--- Data extract ---

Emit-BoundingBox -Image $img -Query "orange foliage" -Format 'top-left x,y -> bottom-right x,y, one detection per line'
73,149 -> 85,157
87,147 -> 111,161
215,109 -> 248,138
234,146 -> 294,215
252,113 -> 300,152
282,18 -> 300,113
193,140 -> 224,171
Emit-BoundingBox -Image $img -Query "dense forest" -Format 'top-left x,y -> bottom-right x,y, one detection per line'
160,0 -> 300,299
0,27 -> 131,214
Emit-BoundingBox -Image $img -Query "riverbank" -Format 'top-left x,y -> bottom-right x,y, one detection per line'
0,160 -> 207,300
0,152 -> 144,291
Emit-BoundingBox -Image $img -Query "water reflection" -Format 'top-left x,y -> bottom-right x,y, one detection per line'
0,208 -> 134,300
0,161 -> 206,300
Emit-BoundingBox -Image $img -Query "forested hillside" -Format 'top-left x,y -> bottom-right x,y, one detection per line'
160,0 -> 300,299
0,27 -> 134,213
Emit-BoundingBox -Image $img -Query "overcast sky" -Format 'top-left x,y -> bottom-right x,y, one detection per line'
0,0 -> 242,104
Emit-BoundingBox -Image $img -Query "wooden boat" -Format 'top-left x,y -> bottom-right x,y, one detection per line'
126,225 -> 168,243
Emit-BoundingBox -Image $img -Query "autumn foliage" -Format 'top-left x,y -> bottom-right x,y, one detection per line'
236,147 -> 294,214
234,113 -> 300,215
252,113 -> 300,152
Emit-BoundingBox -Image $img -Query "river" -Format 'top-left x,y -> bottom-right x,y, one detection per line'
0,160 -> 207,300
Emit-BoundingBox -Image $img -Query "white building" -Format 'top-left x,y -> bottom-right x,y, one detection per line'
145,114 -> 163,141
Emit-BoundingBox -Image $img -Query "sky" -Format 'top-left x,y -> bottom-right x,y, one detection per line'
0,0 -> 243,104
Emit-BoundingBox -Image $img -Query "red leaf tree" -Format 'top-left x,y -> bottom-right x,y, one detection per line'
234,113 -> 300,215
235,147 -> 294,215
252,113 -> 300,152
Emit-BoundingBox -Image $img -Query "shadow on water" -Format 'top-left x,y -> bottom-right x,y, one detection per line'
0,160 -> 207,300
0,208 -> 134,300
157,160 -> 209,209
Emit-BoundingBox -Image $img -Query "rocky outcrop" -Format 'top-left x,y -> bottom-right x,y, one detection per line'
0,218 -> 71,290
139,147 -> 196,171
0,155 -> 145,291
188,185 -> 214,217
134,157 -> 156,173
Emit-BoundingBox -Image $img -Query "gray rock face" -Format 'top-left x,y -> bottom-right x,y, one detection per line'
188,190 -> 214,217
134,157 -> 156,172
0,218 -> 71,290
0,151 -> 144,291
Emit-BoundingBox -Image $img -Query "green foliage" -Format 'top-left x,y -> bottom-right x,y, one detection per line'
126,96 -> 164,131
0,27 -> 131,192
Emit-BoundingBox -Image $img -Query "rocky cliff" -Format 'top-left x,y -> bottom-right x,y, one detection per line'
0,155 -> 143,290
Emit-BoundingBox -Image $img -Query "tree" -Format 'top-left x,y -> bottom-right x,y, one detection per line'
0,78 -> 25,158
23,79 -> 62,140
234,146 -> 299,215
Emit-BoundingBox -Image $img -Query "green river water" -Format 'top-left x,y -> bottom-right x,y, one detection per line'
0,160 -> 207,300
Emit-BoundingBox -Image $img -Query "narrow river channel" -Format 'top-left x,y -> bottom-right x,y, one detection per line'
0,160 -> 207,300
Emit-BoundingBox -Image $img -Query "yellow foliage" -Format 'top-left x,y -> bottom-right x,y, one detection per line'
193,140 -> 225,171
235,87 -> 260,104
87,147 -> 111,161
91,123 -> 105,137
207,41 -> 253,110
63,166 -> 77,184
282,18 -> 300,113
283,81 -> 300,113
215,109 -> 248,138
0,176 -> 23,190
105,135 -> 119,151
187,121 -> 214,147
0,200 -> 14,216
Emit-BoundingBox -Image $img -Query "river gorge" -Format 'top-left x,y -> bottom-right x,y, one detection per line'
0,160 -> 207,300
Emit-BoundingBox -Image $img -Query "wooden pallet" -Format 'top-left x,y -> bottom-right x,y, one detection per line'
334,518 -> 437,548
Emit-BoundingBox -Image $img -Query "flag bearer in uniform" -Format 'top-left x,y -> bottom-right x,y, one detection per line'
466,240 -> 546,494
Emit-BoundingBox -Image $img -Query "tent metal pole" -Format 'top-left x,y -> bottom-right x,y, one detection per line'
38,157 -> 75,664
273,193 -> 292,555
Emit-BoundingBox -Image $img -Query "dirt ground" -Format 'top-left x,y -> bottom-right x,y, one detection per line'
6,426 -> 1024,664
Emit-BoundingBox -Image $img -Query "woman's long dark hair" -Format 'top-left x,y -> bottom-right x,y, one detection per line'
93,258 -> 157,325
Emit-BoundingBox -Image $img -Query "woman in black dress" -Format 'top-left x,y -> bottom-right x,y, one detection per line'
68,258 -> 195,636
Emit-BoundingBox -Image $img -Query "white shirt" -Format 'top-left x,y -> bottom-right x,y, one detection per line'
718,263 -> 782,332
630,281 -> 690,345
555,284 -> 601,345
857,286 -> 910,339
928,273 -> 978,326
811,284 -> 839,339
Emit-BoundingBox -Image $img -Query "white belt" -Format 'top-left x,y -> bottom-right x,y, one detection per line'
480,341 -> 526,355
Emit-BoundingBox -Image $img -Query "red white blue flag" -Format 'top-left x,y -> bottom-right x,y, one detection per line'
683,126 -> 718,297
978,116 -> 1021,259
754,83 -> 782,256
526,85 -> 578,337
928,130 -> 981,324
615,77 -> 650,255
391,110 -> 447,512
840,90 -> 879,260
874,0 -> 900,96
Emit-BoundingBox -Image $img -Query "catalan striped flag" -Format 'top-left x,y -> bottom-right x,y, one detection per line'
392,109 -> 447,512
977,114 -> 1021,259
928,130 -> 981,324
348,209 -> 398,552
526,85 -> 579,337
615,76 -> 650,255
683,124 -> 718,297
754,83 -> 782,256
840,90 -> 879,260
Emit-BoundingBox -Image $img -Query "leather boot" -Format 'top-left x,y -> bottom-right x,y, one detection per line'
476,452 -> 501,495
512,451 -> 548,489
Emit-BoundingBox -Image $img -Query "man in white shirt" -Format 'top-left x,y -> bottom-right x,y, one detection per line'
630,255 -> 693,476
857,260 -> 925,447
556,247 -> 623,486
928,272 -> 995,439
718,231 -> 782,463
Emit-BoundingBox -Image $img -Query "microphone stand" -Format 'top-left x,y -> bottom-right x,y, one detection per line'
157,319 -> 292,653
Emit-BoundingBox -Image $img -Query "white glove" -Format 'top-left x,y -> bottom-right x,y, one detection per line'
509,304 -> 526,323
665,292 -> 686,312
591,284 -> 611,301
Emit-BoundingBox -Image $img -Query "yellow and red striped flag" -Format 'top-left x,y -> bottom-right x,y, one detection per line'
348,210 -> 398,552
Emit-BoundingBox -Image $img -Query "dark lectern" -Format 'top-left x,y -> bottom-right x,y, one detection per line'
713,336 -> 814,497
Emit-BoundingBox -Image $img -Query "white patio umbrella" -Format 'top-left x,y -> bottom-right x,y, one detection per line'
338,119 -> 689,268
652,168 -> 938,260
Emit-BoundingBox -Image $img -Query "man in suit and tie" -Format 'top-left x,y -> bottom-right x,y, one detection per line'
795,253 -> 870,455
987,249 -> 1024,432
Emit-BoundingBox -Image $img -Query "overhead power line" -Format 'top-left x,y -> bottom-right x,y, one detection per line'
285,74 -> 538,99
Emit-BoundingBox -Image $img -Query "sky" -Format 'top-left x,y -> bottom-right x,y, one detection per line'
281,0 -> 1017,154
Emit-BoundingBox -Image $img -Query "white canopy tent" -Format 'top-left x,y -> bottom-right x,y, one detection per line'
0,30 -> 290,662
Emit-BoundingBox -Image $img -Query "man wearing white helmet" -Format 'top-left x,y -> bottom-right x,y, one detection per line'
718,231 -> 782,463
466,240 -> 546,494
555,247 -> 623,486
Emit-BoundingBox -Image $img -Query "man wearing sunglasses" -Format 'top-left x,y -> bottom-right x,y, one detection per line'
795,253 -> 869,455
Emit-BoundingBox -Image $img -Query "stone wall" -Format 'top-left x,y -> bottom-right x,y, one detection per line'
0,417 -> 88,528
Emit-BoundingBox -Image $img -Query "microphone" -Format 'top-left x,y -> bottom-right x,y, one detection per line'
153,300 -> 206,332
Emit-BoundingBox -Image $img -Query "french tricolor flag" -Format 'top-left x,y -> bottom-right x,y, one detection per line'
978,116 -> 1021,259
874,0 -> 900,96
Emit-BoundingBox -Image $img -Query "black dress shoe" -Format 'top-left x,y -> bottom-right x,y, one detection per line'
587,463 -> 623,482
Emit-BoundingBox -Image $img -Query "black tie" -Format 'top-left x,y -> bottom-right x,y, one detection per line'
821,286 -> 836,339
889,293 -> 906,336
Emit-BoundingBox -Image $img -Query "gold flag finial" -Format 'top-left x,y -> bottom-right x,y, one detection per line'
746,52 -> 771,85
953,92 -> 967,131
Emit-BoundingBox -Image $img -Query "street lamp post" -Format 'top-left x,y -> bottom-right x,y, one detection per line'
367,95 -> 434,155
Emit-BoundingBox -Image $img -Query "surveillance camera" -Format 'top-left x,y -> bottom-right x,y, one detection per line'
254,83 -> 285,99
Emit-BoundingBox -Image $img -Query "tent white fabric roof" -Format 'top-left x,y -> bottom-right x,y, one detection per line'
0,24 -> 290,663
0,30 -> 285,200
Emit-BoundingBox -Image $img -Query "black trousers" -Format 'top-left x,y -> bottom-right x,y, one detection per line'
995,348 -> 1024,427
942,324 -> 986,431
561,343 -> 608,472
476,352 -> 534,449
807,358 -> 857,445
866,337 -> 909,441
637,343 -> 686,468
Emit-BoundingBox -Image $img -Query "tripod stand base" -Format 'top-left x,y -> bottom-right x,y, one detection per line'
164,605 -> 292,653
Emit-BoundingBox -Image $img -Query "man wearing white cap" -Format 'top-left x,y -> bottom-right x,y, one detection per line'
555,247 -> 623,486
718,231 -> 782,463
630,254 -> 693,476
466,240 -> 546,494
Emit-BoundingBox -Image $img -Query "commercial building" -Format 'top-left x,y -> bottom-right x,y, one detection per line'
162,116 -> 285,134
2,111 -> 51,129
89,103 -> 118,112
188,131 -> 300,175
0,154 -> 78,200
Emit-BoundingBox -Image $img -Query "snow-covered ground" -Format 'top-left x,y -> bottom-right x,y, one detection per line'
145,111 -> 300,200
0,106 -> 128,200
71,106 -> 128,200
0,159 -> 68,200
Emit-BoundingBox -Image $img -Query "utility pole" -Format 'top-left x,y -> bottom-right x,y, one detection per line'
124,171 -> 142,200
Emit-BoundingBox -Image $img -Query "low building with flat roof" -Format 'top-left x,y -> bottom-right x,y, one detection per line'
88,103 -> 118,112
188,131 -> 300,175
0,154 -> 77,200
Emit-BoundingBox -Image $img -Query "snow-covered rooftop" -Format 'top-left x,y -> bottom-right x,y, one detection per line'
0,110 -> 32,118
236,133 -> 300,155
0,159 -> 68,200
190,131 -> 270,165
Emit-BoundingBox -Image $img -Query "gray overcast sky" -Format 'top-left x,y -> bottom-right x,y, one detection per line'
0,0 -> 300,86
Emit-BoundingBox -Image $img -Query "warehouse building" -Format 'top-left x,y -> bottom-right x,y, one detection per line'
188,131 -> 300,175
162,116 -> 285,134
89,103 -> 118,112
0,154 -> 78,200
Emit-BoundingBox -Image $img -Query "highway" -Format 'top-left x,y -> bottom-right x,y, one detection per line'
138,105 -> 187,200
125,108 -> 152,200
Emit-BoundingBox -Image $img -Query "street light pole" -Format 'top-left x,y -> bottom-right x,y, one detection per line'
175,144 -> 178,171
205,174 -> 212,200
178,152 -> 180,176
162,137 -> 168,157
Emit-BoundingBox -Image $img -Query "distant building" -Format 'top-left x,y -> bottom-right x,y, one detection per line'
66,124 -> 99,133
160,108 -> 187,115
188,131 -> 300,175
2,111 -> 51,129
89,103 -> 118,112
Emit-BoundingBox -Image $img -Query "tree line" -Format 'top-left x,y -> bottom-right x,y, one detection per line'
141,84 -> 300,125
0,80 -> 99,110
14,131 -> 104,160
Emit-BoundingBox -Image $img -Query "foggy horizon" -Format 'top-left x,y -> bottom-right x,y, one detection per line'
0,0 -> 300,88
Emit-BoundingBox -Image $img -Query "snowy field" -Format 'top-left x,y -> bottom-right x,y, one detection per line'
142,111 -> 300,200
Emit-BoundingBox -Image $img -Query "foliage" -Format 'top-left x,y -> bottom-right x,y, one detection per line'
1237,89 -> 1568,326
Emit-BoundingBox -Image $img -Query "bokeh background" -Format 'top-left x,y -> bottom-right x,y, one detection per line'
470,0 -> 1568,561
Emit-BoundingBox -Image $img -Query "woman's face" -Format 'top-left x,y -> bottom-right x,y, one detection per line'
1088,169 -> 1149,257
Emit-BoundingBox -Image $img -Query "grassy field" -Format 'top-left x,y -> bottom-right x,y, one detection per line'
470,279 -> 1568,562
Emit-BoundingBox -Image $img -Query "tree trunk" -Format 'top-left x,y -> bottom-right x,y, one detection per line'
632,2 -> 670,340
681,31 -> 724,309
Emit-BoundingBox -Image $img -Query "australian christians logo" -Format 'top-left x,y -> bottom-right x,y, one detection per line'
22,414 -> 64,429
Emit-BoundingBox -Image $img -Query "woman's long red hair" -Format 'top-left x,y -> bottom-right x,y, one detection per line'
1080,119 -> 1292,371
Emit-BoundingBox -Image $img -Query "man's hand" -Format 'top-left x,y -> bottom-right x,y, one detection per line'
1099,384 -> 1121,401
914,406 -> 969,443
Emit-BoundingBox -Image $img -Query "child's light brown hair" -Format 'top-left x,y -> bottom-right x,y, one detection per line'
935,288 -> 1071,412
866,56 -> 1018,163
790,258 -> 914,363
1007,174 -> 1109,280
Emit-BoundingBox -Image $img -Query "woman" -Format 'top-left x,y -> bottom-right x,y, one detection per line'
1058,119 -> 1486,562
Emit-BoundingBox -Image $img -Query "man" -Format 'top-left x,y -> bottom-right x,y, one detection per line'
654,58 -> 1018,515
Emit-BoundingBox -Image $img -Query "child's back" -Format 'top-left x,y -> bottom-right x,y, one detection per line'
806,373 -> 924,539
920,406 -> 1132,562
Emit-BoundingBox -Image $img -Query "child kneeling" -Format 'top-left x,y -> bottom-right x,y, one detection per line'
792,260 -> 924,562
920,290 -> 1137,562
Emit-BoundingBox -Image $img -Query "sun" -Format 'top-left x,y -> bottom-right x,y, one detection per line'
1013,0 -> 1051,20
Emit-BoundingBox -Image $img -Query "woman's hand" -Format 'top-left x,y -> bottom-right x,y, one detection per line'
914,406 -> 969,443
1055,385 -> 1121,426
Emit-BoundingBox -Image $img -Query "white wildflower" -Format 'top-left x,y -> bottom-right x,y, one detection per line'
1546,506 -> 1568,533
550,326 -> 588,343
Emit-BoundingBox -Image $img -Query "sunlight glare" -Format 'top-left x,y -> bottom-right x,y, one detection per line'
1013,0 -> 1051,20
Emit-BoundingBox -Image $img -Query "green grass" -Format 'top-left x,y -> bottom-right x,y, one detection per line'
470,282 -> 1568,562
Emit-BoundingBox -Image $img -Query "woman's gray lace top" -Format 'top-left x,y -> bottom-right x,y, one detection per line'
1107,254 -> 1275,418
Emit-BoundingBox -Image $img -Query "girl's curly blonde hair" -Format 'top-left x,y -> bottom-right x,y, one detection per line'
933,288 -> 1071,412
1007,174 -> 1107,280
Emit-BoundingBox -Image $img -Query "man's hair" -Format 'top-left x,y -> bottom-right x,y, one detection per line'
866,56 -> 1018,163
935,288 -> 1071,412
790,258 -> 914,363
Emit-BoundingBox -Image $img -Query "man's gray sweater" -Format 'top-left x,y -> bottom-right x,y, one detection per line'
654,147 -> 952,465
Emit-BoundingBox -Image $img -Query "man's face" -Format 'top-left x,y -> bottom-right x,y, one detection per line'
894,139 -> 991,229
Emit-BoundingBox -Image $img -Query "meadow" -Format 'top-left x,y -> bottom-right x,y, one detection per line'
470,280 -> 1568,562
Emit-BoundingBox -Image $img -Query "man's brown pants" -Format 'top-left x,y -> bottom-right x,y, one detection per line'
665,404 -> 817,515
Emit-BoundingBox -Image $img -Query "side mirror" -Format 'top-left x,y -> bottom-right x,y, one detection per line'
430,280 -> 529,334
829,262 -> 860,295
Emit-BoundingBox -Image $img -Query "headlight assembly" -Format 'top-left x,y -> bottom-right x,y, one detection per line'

---

» What to do: Find every line in the records that contains the word "face", treating uppercase and lowercase as different, and copy each one.

» Solution to this problem:
Emit-BoundingBox -Image $img -Query "gray rock face" -Format 'top-left x,y -> bottom-right x,y, one detection per line'
Emit-BoundingBox -Image $img -Query "woman's face" -Format 'top-left x,y -> bottom-right x,y, one detection per line'
Emit-BoundingBox -Image $img -Query "man's face" -Format 'top-left x,y -> bottom-right x,y, one detection per line'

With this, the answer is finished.